YOUR GOAL –
Count the lines in the entries below that contain the string "wall", with case counting, and give only that number.

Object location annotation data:
----------
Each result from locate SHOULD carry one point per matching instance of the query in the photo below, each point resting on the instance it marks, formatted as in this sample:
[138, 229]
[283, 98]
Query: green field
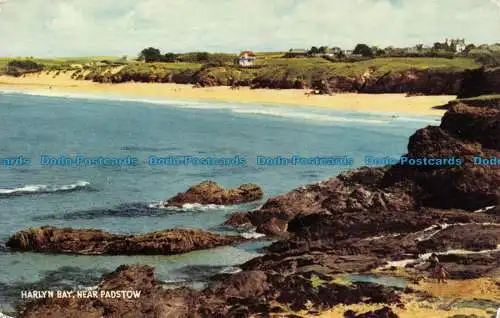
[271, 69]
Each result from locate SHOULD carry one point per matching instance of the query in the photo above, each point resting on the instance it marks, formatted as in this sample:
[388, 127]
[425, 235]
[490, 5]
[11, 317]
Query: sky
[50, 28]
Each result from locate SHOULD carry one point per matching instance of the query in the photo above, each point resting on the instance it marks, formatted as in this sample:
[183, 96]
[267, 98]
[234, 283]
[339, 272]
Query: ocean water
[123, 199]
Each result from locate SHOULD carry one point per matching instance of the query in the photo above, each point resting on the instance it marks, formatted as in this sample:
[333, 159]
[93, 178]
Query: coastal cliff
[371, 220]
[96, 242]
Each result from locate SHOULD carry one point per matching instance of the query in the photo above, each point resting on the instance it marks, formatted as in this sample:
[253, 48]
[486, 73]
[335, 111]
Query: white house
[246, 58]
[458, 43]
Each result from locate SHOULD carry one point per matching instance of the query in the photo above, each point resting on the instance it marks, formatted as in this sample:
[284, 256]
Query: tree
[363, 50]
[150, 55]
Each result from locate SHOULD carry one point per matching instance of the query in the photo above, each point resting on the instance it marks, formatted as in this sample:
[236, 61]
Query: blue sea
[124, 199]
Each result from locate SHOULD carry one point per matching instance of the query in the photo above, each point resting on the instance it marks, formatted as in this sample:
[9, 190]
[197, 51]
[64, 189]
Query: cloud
----------
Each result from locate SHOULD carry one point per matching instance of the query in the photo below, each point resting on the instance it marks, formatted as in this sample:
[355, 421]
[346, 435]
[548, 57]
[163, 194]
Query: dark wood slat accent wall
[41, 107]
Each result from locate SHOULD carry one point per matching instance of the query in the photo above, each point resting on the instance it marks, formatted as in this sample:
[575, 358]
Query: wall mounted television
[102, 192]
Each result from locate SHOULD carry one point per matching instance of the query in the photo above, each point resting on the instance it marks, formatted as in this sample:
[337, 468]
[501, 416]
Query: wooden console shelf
----------
TASK SOLUTION –
2